(Region pointing data)
=-=-=

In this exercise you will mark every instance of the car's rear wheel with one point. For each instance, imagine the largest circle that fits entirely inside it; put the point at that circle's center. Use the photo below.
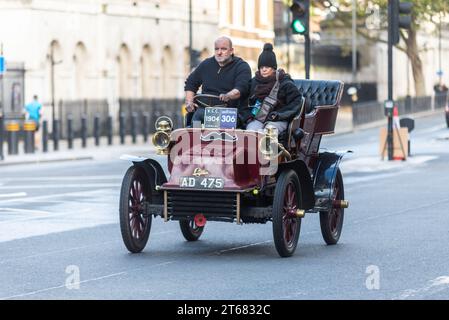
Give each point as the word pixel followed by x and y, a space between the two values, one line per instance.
pixel 190 230
pixel 135 223
pixel 332 221
pixel 286 224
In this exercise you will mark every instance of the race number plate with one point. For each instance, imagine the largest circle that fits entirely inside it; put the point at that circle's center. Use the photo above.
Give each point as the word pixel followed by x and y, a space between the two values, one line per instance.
pixel 220 118
pixel 201 182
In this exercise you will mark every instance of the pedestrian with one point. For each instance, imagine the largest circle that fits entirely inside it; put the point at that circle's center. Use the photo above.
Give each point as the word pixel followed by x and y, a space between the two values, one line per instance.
pixel 264 109
pixel 33 112
pixel 224 75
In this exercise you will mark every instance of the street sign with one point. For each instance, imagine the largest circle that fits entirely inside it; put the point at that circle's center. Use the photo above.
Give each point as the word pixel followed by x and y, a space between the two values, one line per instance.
pixel 220 118
pixel 2 64
pixel 388 107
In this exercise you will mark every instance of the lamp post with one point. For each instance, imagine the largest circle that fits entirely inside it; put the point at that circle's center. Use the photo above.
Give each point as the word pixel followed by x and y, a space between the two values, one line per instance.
pixel 354 41
pixel 190 35
pixel 2 67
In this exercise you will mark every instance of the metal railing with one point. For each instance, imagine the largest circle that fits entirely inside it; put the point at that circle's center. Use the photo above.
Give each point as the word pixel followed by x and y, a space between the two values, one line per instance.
pixel 366 112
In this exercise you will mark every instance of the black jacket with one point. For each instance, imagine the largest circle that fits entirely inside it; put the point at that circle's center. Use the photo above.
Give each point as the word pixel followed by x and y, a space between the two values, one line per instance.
pixel 216 80
pixel 289 101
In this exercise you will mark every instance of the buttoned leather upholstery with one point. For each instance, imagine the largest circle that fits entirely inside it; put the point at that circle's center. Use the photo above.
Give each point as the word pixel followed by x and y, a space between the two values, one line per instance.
pixel 320 92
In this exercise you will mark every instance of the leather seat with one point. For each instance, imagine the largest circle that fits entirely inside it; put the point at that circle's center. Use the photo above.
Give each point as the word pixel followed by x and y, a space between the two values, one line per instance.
pixel 320 92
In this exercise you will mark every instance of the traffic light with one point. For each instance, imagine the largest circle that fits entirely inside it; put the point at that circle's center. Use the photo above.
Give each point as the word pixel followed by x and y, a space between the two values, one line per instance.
pixel 400 18
pixel 300 16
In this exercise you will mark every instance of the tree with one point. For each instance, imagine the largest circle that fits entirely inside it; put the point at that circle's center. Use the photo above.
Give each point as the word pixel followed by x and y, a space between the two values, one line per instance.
pixel 423 12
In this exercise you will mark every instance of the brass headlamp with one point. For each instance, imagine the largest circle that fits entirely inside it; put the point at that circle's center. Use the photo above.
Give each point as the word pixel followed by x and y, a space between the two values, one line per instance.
pixel 268 145
pixel 161 139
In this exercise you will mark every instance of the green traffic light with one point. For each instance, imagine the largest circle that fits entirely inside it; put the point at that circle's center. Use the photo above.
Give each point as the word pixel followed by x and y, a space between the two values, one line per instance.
pixel 298 26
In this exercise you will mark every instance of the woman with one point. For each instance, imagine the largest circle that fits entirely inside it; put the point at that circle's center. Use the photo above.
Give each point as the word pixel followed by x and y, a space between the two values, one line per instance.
pixel 288 97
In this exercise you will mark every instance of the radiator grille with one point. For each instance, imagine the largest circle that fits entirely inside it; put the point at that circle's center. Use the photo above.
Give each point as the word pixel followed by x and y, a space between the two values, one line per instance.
pixel 190 203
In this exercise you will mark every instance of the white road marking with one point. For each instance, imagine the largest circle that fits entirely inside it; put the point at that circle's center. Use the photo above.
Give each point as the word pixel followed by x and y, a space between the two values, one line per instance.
pixel 434 286
pixel 61 186
pixel 64 178
pixel 13 195
pixel 52 253
pixel 242 247
pixel 27 294
pixel 92 209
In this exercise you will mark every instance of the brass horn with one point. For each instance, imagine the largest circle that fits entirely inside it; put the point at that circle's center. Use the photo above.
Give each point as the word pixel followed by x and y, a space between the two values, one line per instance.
pixel 161 139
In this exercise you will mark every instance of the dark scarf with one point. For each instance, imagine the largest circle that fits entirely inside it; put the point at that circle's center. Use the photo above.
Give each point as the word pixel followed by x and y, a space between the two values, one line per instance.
pixel 264 85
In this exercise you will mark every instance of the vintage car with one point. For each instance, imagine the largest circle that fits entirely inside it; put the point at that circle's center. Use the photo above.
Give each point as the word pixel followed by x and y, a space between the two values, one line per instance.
pixel 219 173
pixel 446 110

=-=-=

Each record above must be set down again unchanged, with its pictures left out.

In this exercise you will mark every instance of the car's rear wheel with one point. For each instance, imagine the largest circle that fits entirely inside it; put the point at that circle's center. Use the photo below.
Give each point as the word pixel followed by x and y, a space between the two values, one line per instance.
pixel 190 230
pixel 135 223
pixel 332 221
pixel 286 224
In this exercise you will mark every instance of the race number plate with one point. For each instance, imagine the largest circle that fits entirely inside it; put the point at that circle's center. Use the photo above.
Give each point as the word pixel followed by x and y, a space between the two values, one line per instance.
pixel 220 118
pixel 201 182
In this exercise you will mark every instance of the pedestrian with one point. For each instance, imagine the largest circle that fits entirely inside it; put the point at that circle's center. Use the photo above.
Give each point as the word pixel followed by x and y, a space between the two values, one line per instance.
pixel 264 109
pixel 33 112
pixel 224 75
In this exercise you will mark every instance of the street sign with one point. For each instance, imagine the largest circle that fits entirely inside it; put the point at that circle's center. Use the photo above.
Give each point as the word pixel followed by x and y, a space between the two values, one line per instance.
pixel 220 118
pixel 2 64
pixel 388 107
In this exercise you will mark every instance of the lamp post with one point. For each instance, imagine the largest circle that fits entirely inside it; put the point at that circle's center. Use the photo above.
Give each point as the word pixel followed by x and y, a space between the two values, one line per instance.
pixel 354 41
pixel 190 35
pixel 2 67
In this exercise you will mark every instance of the metal railing with one point. For each instance, imagine the largest circle that fits entirely inside it; put the point at that circle's center. Use the photo above.
Give each point as the word pixel followed by x and y, a space between the two values, one line per instance.
pixel 366 112
In this exercise you will mark every instance of the black jacket with one point. For each instance, imagine the largest circle that fits entirely inside it; put the point at that circle's center. Use the photo above.
Give each point as the word pixel followed by x and y, a space between the two values, one line per instance.
pixel 216 80
pixel 289 101
In this exercise you will mark every instance of the buttoned leather upholstery with one point. For each instance, imagine the largest circle that fits entirely inside it; put the point at that circle's center. Use the photo above.
Give each point as the word pixel followed by x and y, a space between the two values, one line per instance.
pixel 320 92
In this exercise you will mark every instance of the leather seat with one point. For each instance, imagine the largest circle that fits entirely inside it; put the point at that circle's center. Use the photo above.
Give each point as the word pixel followed by x and y, a space between the two values, one line per instance.
pixel 320 92
In this exercise you will mark every instance of the traffic light with one point. For each instance, imagine the largest circle that fits entirely inside it; put the point at that circle's center. Use the photo above.
Give each point as the word pixel followed by x and y, a space between the two values, one line per instance.
pixel 400 18
pixel 300 16
In this exercise you will mark every instance of the tree with one point. For each instance, imagine the largest circle that fits entirely inside it; put the point at that circle's center. Use the photo above.
Give each point as the word pixel followed by x and y, a space between the two values, one line per instance.
pixel 423 12
In this exercise you will mark every instance of the brass headlamp with one point. For each instance, imagine the largest circle that fits entirely inside it; put the point at that circle's center. Use the photo above.
Give each point as the word pixel followed by x and y, a space between the two values, one line per instance.
pixel 268 145
pixel 161 139
In this exercise you will mark every instance of the green traffic light with one point. For each instance, imagine the largest circle that fits entirely inside it; put the point at that circle's center. Use the photo above.
Give each point as the word pixel followed by x and y, a space between the two values, one line per instance.
pixel 298 26
In this exercise you will mark every instance of the woman with one point. For each instance, imagine the largest circle that fits entirely inside it; put the point at that circle's center. Use the photo above.
Give each point as the word pixel followed by x and y, a space between the two values, one line per instance.
pixel 288 97
In this exercise you will mark every instance of the radiator grille with one point. For each instance, imagine the largest circle that fits entirely inside it; put the point at that circle's center. Use the photo above.
Give each point as the word pixel followed by x and y, a space between the two values, one line per instance.
pixel 190 203
In this exercise you will mark every instance of the white road marking with one point. For each instance, imagine the largest circle that fits entirely inside it; put the point at that circle's center. Use the photo above.
Give each point as the word pixel followed by x and y, a space between the two values, one line per instance.
pixel 434 286
pixel 61 186
pixel 64 178
pixel 13 195
pixel 52 253
pixel 242 247
pixel 27 294
pixel 92 209
In this exercise you will mark every instance of the brass horn with one point. For each instance, imagine the largest circle that fits entirely inside it; put the point at that circle's center. Use the photo above.
Give each point as the word pixel followed by x and y, a space between the two values, one line per instance.
pixel 161 139
In this exercise you will mark every instance of the dark scarf with one point. For each instance, imagine the largest circle that fits entirely inside it; put the point at that circle's center. Use the photo above.
Give each point as the word pixel followed by x and y, a space between the two values, one line per instance.
pixel 264 85
In this exercise you will mark every instance of the vintage car with one point. For each instance, imagine the largest circle that fits entirely inside it; put the point at that circle's center. Use the photo above.
Give each point as the word pixel followed by x and y, a space between the two values, one line per instance.
pixel 219 173
pixel 446 110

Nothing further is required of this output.